>> Begin Supplied data

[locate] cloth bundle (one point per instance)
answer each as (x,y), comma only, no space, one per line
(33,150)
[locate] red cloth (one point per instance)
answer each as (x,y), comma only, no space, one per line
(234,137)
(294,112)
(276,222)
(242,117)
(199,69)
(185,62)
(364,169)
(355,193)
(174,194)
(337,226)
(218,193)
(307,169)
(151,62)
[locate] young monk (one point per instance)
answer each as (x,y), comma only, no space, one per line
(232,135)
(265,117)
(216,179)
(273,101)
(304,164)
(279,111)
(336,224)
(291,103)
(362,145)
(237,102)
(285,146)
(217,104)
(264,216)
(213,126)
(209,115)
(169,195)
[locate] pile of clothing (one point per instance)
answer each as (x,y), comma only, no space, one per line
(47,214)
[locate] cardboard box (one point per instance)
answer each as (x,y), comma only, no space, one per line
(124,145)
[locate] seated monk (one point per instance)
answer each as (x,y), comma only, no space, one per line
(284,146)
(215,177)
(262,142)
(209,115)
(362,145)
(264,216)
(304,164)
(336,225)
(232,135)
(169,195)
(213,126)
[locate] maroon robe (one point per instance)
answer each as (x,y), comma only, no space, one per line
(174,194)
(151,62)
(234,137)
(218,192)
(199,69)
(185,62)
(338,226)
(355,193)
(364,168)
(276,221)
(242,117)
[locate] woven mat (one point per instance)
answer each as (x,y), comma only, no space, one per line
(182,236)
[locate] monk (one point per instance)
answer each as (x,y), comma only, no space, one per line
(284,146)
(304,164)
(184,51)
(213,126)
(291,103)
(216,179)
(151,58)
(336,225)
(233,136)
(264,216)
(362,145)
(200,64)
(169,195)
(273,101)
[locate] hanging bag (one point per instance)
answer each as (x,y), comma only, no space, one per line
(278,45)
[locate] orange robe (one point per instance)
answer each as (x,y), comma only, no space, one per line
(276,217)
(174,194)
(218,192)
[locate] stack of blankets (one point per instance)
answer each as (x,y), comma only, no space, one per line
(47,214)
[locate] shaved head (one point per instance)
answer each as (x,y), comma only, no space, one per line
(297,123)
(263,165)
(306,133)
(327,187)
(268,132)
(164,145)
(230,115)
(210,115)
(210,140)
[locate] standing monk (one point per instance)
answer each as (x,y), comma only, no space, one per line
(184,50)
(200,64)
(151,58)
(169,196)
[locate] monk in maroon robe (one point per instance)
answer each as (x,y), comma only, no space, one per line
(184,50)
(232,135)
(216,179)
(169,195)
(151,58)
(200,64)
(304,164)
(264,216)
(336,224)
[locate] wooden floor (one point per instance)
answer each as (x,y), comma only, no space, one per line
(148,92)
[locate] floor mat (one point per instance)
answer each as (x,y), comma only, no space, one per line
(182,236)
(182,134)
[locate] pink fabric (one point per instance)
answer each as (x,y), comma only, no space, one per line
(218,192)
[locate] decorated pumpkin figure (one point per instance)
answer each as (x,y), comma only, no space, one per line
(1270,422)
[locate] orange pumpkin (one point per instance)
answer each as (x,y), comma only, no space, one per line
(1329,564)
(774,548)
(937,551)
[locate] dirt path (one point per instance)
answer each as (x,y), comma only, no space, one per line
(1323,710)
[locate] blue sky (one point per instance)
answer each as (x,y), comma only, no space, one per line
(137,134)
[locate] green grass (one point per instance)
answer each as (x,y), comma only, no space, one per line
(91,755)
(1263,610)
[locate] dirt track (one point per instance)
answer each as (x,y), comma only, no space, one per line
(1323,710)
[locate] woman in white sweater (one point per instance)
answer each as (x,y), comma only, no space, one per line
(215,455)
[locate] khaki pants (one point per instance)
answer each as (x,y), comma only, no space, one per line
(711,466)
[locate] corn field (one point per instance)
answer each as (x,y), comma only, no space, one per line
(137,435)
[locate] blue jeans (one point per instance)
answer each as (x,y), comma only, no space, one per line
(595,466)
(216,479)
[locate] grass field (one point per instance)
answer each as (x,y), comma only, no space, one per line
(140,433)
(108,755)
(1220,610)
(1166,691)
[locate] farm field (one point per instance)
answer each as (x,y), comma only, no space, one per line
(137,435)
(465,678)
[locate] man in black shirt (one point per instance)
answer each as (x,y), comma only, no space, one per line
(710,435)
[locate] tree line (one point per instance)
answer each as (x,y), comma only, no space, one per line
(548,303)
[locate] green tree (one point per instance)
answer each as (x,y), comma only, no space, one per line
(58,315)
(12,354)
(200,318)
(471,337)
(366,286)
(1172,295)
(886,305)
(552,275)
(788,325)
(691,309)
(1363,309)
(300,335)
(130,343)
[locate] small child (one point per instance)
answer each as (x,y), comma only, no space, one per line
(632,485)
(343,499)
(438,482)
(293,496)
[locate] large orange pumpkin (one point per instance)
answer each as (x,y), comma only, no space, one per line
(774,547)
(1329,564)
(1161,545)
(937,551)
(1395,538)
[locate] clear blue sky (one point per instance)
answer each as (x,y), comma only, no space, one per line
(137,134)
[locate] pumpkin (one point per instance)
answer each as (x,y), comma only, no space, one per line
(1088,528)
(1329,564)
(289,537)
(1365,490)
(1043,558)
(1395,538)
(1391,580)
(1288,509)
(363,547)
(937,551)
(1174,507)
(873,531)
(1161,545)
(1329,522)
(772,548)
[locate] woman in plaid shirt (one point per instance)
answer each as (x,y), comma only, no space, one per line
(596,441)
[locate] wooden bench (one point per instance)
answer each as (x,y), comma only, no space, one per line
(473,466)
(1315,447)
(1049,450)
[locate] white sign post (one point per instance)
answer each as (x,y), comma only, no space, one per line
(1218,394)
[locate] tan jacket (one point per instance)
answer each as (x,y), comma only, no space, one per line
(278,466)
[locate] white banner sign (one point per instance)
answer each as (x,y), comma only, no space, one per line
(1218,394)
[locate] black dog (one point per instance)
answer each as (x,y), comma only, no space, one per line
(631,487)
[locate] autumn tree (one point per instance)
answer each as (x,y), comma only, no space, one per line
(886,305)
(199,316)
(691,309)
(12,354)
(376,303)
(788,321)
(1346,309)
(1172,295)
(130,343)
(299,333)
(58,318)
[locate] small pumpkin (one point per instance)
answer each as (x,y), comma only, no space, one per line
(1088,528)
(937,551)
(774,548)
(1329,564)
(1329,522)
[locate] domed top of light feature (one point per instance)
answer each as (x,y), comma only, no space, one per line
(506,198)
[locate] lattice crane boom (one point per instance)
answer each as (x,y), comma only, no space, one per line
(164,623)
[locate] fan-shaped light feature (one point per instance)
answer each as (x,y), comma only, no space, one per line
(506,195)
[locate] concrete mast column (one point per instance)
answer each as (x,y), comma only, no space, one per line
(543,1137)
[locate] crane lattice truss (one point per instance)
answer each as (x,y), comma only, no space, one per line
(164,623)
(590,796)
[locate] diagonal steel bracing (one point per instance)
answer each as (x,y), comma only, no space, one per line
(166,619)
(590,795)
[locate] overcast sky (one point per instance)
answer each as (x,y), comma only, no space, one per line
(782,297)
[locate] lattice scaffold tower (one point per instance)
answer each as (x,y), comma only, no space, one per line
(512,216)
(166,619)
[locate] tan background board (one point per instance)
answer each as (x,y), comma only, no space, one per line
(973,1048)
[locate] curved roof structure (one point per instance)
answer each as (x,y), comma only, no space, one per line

>> End Supplied data

### Problem to work on:
Rewrite all the records above, putting "each on its own line" wherever "one per line" appears and leaving everything else unchanged.

### In response:
[locate] cloth bundle (one point per instance)
answer each as (x,y), comma only, no space, each on its own line
(33,150)
[locate] red cloth (one point per instance)
answer each as (x,y), comma only, no space, each on its own line
(234,137)
(294,112)
(276,222)
(242,117)
(199,69)
(185,62)
(364,169)
(355,193)
(174,194)
(337,226)
(218,193)
(307,169)
(151,62)
[locate] young monk (one point per instance)
answer each as (x,y), comma only, no space, each on its own line
(232,135)
(265,117)
(216,179)
(273,101)
(304,164)
(279,111)
(336,224)
(291,103)
(362,145)
(237,102)
(285,146)
(217,104)
(264,216)
(213,126)
(209,115)
(169,195)
[locate] pile of clothing (one point per instance)
answer each as (x,y), comma only, no space, each on its own line
(47,214)
[locate] cardboard box (one point per instance)
answer each as (x,y), comma only, no space, each on its own line
(124,145)
[locate] seated monk (one point per instance)
answer each as (x,y), comma only, no space, each on its own line
(284,146)
(215,177)
(262,142)
(209,115)
(362,145)
(264,216)
(304,164)
(336,225)
(232,135)
(169,195)
(213,126)
[locate] maroon robe (one point per instance)
answer each as (x,y), comma only, no space, each on its own line
(174,194)
(151,62)
(234,137)
(218,192)
(199,69)
(185,62)
(338,226)
(355,193)
(364,168)
(276,221)
(242,117)
[locate] woven mat (one point per instance)
answer each as (x,y), comma only, no space, each on its own line
(182,236)
[locate] monk (one point per instance)
answer each as (x,y), comma only, no space, each on its own line
(284,146)
(304,164)
(184,51)
(213,126)
(291,103)
(216,179)
(151,58)
(336,225)
(233,136)
(264,216)
(362,145)
(200,64)
(169,195)
(273,101)
[locate] hanging bag (one point per instance)
answer each as (x,y), comma only, no space, each on its own line
(278,45)
[locate] orange robe (one point per instance)
answer each as (x,y), comma only, no space, each on its own line
(276,217)
(174,194)
(218,192)
[locate] stack of blankets (one point per instance)
answer each as (x,y), comma only, no space, each on its own line
(47,214)
[locate] shaved head (one point per instance)
answer each as (x,y), comma only, no space, each on its own line
(297,123)
(263,165)
(306,133)
(327,187)
(268,132)
(164,145)
(230,115)
(210,115)
(210,140)
[locate] standing monk (one point per instance)
answer each as (x,y), comma only, no space, each on its own line
(184,50)
(200,64)
(151,58)
(169,196)
[locate] monk in maroon robe (one point per instance)
answer each as (x,y), comma only, no space, each on its own line
(184,50)
(232,135)
(216,179)
(169,195)
(151,58)
(200,64)
(304,164)
(264,216)
(336,224)
[locate] wooden floor (one point per instance)
answer each as (x,y), comma only, no space, each on its own line
(148,92)
[locate] floor mat (one point per instance)
answer each as (x,y), comma only, no space, each on its own line
(182,236)
(182,134)
[locate] pink fabric (one point per instance)
answer each as (x,y), comma only, no space, each on its own line
(218,192)
[locate] decorated pumpkin figure (one point per instance)
answer each as (x,y), comma only, no space, each on its own line
(1270,422)
[locate] orange pumpkin (one point per instance)
answer each as (x,y), comma only, no space, each on its own line
(1329,564)
(774,548)
(937,551)
[locate] dirt path (one point per instance)
answer each as (x,y), comma only, no space, each on its own line
(1323,710)
[locate] blue sky (one point per instance)
answer each as (x,y), comma only, no space, each on its own line
(137,134)
[locate] green grass (one point per instance)
answer each as (x,y), comma only, no space, each on its own line
(91,755)
(1263,610)
[locate] dirt track (one point per instance)
answer each as (x,y), comma only, no space, each on its own line
(1323,710)
[locate] woman in white sweater (one point per instance)
answer each as (x,y), comma only, no space, each on its own line
(215,455)
[locate] khaki pants (one point per instance)
answer each as (x,y), comma only, no space, each on its own line
(711,466)
[locate] corn field (one point per instance)
answer each as (x,y), comma only, no space, each on its own line
(137,435)
[locate] blue jeans (one point per instance)
answer each as (x,y), comma only, no space, each on its own line
(595,466)
(216,479)
[locate] grass field (one point per instance)
answer each as (x,y), comma only, no space, each on its own line
(140,433)
(108,755)
(1220,610)
(1166,691)
[locate] farm field (one point per instance)
answer each as (x,y), comma only, no space, each on its own line
(137,435)
(465,678)
[locate] man in black shirt (one point per instance)
answer each as (x,y), comma only, no space, each on its own line
(710,435)
[locate] tree line (one point per instance)
answer each as (x,y), comma only, no space, each on its own line
(548,303)
[locate] green tree (one point per instance)
answer each as (x,y), comma only, no space, each on its own line
(58,315)
(12,354)
(200,318)
(471,337)
(366,286)
(1172,295)
(886,305)
(552,275)
(788,325)
(691,309)
(1363,309)
(300,335)
(130,343)
[locate] small child (one point per instance)
answer each as (x,y), comma only, no space, each on its own line
(632,485)
(343,499)
(438,482)
(293,496)
[locate] large orange pumpkin (one point per instance)
answer each as (x,y), comma only, no space, each on its own line
(774,547)
(1329,564)
(1161,545)
(937,551)
(1395,538)
[locate] clear blue sky (one point per instance)
answer each as (x,y), comma only, no space, each on its own line
(137,134)
[locate] pumpkin (one point per instance)
answer each as (x,y), comma only, no space, each on its own line
(1088,528)
(1329,564)
(289,537)
(1365,490)
(1043,558)
(1395,538)
(1391,580)
(1288,509)
(363,547)
(937,551)
(1174,507)
(873,531)
(1161,545)
(1329,522)
(772,548)
[locate] woman in plaid shirt (one point per instance)
answer each as (x,y), comma only, no space, each on its own line
(596,441)
[locate] wooden bench (one point per instance)
answer each as (x,y), comma only, no space, each on its own line
(473,466)
(1315,447)
(1049,450)
[locate] white sign post (one point per instance)
answer each as (x,y), comma only, no space, each on its own line
(1218,394)
[locate] tan jacket (one point per instance)
answer each as (x,y), comma only, no space, each on its own line
(278,466)
[locate] white banner sign (one point per instance)
answer each as (x,y), comma only, no space, each on its own line
(1218,394)
[locate] black dog (one point per instance)
answer each as (x,y), comma only, no space, each on its own line
(631,487)
[locate] autumn tree (one point per instance)
answer each as (x,y), comma only, no space, each on its own line
(886,305)
(199,316)
(691,309)
(12,354)
(376,303)
(788,321)
(1346,309)
(1172,295)
(130,343)
(299,333)
(58,318)
[locate] small pumpkin (one point per instance)
answer each as (x,y), comma only, no space, each on its own line
(1088,528)
(937,551)
(774,548)
(1329,564)
(1329,522)
[locate] domed top of light feature (one point per instance)
answer each as (x,y), comma only, no space, each on its own line
(506,198)
[locate] lattice crane boom (one point per instance)
answer each as (x,y), comma only, no space, each on its own line
(164,623)
[locate] fan-shaped light feature (one point per instance)
answer each as (x,y), comma only, no space, each on its own line
(506,195)
[locate] concrete mast column (one point per instance)
answer each as (x,y), comma only, no space, each on its own line
(543,1137)
[locate] crane lattice truss (one point per instance)
answer each as (x,y), comma only, no space, each on its own line
(164,623)
(590,796)
[locate] diagonal steel bracing (one point per instance)
answer each as (x,y), comma only, no space, each on its own line
(166,619)
(590,795)
[locate] overcast sky (one point per instance)
answer each as (x,y), comma only, no space, each on its own line
(782,297)
[locate] lattice scaffold tower (one point per instance)
answer each as (x,y), comma only, no space, each on its own line
(512,216)
(166,619)
[locate] tan background board (one point per instance)
answer each as (x,y), comma only, no space, each on its own line
(973,1048)
[locate] curved roof structure (one point per instance)
answer each as (x,y), comma only, no space, each on its own line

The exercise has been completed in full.